> [Document text]
Like when your walking around in real life and look around, do you ever automatically start thinking wow, I wonder if I switched to edit mode right now how would the pavement I am walking on look like, for me these thoughts encourage me to learn more about blender, so then when I am actually walking around in real life I can model things on the fly in my brain.
This goes away after a year or two. Same with the dreams.
That goes away. Then you start to think of every material and surface you see in terms of PBR.
Interesting, growing up I’ve always liked anime so I think I’m more of an NPR guy lol.
If you ever model faces, you will start seeing facial topology everywhere you look. Also works with painting, and seeing shading and tones. It does go away after a while, thankfully, as it starts to get a little annoying
So its a bit like eye floaters then?

> [Excerpted data]
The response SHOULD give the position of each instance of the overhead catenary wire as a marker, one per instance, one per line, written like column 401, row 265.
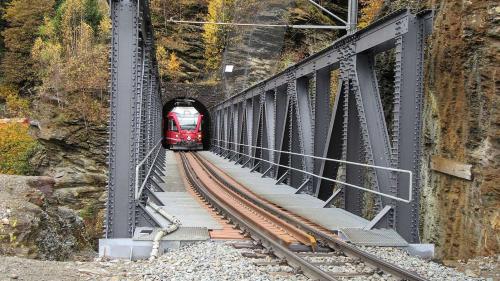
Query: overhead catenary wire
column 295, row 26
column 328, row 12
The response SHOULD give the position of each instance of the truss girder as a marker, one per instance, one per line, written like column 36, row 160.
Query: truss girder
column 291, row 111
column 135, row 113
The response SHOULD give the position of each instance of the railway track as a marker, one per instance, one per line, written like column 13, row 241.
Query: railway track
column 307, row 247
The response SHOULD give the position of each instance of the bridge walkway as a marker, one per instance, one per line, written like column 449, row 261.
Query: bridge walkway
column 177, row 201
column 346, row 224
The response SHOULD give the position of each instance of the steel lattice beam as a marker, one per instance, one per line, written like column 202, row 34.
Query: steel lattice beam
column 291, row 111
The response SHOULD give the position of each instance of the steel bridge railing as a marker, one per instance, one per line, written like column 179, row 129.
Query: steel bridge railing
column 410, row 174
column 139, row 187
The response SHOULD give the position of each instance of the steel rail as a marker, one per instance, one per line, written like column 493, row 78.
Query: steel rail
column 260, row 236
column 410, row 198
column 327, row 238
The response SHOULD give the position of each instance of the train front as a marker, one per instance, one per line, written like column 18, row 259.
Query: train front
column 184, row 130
...
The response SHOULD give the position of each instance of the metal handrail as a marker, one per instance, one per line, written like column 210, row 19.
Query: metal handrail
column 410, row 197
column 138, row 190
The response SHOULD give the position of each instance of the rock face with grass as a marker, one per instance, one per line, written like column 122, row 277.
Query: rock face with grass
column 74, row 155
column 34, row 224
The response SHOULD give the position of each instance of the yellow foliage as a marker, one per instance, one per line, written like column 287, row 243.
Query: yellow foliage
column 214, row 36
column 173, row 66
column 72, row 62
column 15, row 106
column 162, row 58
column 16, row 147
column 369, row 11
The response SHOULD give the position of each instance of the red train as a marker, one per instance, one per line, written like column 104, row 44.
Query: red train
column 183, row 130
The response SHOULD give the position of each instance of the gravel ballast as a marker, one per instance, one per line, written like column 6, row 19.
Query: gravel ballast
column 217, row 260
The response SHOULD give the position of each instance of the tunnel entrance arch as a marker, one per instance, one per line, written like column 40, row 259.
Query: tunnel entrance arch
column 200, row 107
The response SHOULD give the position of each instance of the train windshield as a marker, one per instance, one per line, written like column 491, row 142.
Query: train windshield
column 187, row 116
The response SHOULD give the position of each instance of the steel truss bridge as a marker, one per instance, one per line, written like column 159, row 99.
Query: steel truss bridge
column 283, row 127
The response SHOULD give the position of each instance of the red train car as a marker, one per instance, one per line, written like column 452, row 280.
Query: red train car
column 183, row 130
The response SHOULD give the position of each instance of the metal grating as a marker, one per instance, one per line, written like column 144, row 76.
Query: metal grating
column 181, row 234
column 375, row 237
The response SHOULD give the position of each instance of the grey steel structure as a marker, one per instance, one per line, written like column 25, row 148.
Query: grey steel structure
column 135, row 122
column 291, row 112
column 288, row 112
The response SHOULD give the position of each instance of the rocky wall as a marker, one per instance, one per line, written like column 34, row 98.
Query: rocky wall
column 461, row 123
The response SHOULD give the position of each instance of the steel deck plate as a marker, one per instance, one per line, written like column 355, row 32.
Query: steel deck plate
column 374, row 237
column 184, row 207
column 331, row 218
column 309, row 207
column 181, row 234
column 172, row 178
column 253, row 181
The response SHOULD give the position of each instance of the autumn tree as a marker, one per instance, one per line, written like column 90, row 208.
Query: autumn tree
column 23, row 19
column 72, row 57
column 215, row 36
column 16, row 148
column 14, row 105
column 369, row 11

> [Questions on the material]
a: Reproduce word for word the passage of the Blender thread starting at "Like when your" and ending at "with the dreams.".
b: According to the Blender thread, what will you start seeing everywhere you look if you ever model faces?

> [Results for each task]
a:
Like when your walking around in real life and look around, do you ever automatically start thinking wow, I wonder if I switched to edit mode right now how would the pavement I am walking on look like, for me these thoughts encourage me to learn more about blender, so then when I am actually walking around in real life I can model things on the fly in my brain.
This goes away after a year or two. Same with the dreams.

b: Facial topology.